[Bölge işaretleme girdileri]
● ● ● ●
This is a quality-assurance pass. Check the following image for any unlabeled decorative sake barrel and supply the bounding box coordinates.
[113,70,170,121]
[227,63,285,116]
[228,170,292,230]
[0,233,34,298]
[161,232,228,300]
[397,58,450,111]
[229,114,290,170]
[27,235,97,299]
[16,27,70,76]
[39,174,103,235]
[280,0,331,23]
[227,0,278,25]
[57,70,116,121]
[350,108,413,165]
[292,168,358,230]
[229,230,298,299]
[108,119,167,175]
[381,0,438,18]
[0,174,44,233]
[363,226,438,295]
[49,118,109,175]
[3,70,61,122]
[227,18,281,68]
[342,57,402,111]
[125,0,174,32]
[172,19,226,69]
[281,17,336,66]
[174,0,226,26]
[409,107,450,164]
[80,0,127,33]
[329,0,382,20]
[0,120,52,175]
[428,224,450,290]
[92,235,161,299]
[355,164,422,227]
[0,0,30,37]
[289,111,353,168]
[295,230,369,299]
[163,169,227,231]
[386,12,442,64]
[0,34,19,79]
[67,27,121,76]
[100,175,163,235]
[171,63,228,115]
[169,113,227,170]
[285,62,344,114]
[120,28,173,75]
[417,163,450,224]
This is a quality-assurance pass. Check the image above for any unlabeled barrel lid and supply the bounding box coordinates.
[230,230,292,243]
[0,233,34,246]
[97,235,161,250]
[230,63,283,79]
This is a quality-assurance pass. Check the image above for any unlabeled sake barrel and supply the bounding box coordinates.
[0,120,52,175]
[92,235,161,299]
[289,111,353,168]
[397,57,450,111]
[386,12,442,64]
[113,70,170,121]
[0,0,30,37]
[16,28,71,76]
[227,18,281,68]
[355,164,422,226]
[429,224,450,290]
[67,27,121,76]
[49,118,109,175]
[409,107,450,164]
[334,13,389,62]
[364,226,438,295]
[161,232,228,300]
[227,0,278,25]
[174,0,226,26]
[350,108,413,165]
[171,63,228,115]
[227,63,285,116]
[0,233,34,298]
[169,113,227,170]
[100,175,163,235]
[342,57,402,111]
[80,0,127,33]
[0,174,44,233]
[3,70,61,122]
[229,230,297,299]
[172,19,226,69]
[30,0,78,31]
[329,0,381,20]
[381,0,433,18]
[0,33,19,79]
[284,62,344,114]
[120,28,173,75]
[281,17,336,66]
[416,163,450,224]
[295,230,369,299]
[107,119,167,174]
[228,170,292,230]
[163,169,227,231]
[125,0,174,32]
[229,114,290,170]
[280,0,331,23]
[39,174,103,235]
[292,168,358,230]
● ● ● ●
▶ _Yazılı görev_: Yukarıdaki materyalin yalnızca "lid and supply the bounding box coordinates." ifadesini içeren satırla başlayıp "[230,63,283,79]" ifadesini içeren satırla biten kısmını, bu iki satır da dahil olmak üzere, her satıra bir dize düşecek biçimde JSON listesi olarak düzenleyiniz. Boş satırları listeye almayınız.

▶ _Yazılı yanıt_:
[
  "This is a quality-assurance pass. Check the image above for any unlabeled barrel lid and supply the bounding box coordinates.",
  "[230,230,292,243]",
  "[0,233,34,246]",
  "[97,235,161,250]",
  "[230,63,283,79]"
]